Estratto fornito >>
'''

Data pubblicazione: 12/12/2017

- controri corrente avverso la sentenza n. 744/2012 della CORTE D’APPELLO

di CATANIA, depositata il 10/07/2012 R.G.N. 1482/06;

RG 17485\13

RILEVATO
Che la Corte d’appello di Catania, con sentenza depositata il 10.7.12,
confermava l’illegittimità, per mancanza di prova della causale di
assunzione, dell’apposizione del termine al contratto di lavoro stipulato tra
la società Poste Italiane e Maria Schembari, ex art. 1 d.lgs n. 368 del
2001, il 1.7.2002 (motivato da “esigenze tecniche, organizzative e

riorganizzazione, ivi ricomprendendo un più funzionale riposizionamento di
risorse sul territorio, anche derivanti da innovazioni tecnologiche, ovvero
conseguenti all’introduzione e/o sperimentazione di nuove tecnologie,
prodotti o servizi nonché all’attuazione delle previsioni di cui agli Accordi
del 17,18 e 23 ottobre, 11 dicembre 2001, 11 gennaio, 13 febbraio e 17
aprile 2002, nonché alla necessità di espletamento del servizio in
concomitanza di assenze per ferie contrattualmente dovute a tutto il
personale nel periodo estivo”), nonché la sussistenza tra le parti un
rapporto di lavoro subordinato da tale data, con condanna di Poste al
risarcimento del danno, pari a 3,5 mensilità dell’ultima retribuzione ex art.

'''

Consegna >>
Rispondi in base all'estratto:
(a) Quale corte ha emesso la sentenza n. 744/2012 e in che data è stata depositata?
(b) In quale data è stato stipulato il contratto di lavoro tra Poste Italiane e Maria Schembari?
(c) A quanto ammonta il risarcimento del danno a cui è stata condannata Poste?

(Record di etichettatura e segmentazione)

'''

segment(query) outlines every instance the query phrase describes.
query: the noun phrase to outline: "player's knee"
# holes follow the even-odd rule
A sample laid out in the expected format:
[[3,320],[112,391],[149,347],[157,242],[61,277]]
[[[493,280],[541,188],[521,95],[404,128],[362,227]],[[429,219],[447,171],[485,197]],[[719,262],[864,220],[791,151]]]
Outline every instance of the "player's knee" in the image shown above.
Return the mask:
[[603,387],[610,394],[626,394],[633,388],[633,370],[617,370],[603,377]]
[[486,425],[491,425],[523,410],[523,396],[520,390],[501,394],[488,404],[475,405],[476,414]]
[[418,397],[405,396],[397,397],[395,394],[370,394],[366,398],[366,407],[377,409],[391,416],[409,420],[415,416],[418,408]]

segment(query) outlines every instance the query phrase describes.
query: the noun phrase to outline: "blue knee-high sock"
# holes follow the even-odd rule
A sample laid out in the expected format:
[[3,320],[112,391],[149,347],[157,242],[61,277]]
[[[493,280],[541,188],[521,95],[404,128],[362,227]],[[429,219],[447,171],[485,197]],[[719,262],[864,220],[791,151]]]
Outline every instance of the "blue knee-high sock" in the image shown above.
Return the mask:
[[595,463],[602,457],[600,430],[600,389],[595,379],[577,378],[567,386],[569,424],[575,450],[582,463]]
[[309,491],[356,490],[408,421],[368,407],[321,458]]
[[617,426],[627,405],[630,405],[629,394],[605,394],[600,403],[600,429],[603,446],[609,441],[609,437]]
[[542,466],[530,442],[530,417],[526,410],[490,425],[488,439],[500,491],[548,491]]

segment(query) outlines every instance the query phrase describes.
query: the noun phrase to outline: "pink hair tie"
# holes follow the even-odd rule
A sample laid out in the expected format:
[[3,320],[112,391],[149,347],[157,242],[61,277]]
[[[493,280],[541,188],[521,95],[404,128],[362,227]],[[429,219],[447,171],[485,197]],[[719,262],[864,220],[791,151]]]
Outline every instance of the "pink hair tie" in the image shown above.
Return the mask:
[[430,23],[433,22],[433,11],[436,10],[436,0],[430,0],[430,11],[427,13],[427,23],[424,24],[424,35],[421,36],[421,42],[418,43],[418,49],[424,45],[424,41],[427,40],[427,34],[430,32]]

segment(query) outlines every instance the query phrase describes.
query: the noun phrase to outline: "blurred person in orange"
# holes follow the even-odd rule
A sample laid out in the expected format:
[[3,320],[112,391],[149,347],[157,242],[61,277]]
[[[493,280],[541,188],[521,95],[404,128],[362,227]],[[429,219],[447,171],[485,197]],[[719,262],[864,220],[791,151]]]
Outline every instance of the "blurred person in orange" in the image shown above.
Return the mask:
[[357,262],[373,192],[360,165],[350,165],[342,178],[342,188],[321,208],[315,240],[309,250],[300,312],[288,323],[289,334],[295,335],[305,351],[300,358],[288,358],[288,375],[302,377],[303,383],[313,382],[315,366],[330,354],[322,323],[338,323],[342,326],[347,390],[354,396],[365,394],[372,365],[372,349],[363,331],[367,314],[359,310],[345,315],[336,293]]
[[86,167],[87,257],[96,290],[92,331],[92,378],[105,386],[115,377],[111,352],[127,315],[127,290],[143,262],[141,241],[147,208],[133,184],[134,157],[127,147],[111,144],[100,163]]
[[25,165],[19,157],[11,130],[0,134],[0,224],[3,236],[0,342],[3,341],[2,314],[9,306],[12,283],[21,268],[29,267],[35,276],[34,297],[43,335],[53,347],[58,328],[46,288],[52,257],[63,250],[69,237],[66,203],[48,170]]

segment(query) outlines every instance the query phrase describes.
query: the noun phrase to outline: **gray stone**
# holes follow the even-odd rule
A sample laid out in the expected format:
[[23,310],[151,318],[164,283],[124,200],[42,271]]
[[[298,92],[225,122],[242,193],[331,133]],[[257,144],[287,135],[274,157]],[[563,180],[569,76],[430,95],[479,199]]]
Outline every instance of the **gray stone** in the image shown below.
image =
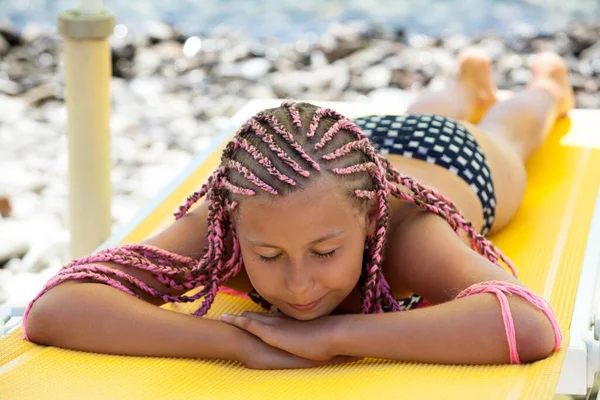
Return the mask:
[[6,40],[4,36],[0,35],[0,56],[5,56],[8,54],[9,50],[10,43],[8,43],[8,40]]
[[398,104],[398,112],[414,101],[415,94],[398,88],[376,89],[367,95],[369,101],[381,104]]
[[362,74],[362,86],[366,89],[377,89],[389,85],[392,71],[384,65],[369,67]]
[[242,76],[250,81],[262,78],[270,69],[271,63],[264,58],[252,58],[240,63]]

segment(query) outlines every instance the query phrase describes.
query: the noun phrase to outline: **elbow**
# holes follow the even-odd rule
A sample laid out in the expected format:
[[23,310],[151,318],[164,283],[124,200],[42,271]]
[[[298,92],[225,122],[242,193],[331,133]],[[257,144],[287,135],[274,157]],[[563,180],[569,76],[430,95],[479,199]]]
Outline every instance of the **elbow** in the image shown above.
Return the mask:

'''
'''

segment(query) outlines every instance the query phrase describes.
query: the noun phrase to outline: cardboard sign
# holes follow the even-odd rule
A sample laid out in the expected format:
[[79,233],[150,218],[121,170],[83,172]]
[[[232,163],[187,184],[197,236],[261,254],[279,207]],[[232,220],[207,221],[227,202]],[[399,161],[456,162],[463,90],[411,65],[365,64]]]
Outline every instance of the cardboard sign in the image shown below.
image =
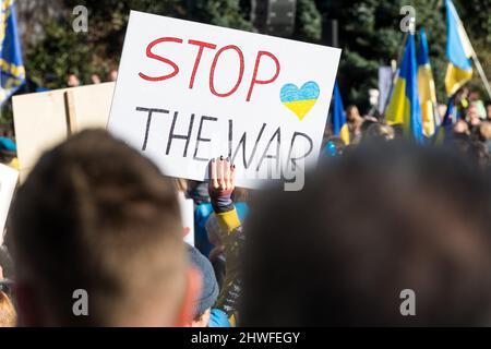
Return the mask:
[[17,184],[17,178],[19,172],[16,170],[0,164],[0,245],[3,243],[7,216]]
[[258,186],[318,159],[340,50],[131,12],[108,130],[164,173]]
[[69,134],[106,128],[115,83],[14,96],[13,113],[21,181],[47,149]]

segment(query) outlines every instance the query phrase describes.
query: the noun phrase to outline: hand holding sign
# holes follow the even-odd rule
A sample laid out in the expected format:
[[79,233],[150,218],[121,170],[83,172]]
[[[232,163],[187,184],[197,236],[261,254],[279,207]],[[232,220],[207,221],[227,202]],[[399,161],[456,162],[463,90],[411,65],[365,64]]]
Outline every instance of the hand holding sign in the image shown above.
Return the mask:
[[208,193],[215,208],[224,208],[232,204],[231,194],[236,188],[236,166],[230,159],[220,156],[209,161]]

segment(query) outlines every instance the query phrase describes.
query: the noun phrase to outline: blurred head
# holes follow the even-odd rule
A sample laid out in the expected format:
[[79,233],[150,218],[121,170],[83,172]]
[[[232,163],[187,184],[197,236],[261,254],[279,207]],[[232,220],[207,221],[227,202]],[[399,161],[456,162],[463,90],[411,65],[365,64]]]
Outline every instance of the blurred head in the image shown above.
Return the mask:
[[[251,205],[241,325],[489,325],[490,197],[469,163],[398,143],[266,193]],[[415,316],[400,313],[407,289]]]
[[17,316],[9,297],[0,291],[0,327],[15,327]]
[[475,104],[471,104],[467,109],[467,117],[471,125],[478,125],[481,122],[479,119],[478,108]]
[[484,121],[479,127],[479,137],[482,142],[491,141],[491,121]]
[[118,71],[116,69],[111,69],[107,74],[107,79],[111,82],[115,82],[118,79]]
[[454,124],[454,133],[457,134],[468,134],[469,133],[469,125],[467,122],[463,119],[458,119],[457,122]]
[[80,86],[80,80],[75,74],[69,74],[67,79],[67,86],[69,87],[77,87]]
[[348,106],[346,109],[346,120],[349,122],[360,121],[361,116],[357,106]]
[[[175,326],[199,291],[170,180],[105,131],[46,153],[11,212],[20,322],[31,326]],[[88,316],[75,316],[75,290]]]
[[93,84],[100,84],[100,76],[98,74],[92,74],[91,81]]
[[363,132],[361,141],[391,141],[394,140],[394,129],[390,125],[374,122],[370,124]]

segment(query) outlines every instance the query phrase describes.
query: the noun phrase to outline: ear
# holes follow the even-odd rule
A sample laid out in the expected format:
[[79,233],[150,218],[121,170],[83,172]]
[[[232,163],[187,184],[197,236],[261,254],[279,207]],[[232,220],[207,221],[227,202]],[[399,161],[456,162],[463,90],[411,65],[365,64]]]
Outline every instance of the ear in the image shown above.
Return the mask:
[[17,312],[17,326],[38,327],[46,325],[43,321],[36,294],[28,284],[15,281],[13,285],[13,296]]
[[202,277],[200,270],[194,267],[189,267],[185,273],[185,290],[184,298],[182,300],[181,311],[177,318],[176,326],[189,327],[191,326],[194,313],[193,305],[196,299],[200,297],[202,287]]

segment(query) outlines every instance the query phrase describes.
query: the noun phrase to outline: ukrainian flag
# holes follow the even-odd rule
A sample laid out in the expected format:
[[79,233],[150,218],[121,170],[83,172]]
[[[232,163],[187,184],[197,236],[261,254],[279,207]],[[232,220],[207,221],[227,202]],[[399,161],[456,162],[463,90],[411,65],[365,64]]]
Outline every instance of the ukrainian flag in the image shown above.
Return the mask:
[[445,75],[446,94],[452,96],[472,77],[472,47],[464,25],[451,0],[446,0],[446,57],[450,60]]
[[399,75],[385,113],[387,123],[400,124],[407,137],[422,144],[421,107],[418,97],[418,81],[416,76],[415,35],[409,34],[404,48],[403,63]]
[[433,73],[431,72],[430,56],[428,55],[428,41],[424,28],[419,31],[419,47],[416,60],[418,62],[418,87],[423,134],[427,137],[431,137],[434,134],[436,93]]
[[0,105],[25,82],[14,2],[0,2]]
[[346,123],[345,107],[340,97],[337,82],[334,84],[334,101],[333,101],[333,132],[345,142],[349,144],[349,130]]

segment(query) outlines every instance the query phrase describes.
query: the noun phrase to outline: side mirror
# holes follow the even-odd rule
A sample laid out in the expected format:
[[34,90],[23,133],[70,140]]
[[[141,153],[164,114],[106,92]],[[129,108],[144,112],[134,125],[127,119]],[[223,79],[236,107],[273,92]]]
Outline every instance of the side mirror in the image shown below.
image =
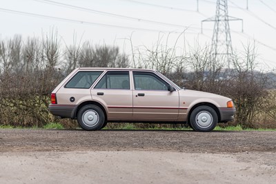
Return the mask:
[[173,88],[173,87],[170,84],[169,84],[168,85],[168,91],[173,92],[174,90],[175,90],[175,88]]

'''
'''

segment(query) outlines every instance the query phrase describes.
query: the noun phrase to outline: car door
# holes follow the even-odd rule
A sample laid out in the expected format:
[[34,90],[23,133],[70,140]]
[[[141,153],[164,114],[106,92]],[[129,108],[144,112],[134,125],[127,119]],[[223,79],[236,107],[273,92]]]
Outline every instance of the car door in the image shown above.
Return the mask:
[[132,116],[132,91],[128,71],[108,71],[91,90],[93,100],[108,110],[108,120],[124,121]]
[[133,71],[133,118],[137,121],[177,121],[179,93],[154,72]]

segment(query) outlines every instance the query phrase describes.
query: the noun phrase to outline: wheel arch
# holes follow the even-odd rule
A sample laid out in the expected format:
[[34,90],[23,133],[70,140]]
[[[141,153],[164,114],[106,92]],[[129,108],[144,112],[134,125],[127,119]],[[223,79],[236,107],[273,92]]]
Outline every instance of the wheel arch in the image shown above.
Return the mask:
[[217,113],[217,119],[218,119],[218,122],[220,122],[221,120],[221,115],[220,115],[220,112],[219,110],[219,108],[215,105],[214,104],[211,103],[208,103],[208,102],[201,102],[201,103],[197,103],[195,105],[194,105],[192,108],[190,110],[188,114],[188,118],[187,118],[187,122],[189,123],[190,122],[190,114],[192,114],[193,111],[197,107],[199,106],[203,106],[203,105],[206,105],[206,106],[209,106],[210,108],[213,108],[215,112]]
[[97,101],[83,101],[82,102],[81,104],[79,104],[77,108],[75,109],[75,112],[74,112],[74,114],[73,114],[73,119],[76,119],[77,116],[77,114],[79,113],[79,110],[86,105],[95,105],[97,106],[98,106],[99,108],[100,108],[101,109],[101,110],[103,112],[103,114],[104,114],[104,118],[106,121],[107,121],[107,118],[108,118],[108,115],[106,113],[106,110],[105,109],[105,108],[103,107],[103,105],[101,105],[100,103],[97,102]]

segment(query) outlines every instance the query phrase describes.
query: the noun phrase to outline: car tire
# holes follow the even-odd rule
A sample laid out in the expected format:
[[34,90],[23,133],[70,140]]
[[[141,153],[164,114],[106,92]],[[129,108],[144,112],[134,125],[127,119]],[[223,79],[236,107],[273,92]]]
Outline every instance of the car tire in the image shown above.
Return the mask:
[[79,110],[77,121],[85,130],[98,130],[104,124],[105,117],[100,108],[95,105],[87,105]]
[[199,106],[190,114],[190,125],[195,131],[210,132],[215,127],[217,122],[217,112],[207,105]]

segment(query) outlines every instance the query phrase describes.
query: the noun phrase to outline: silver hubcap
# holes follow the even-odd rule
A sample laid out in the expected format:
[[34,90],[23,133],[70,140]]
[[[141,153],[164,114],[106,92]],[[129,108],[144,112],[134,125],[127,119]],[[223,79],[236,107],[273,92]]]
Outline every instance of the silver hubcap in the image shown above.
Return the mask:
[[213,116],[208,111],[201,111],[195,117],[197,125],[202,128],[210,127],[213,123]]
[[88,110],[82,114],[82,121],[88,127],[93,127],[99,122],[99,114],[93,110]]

'''

Risposta >>
(a) La Corte d'appello di Catania; la sentenza è stata depositata il 10/07/2012.
(b) Il 1.7.2002.
(c) A 3,5 mensilità dell'ultima retribuzione.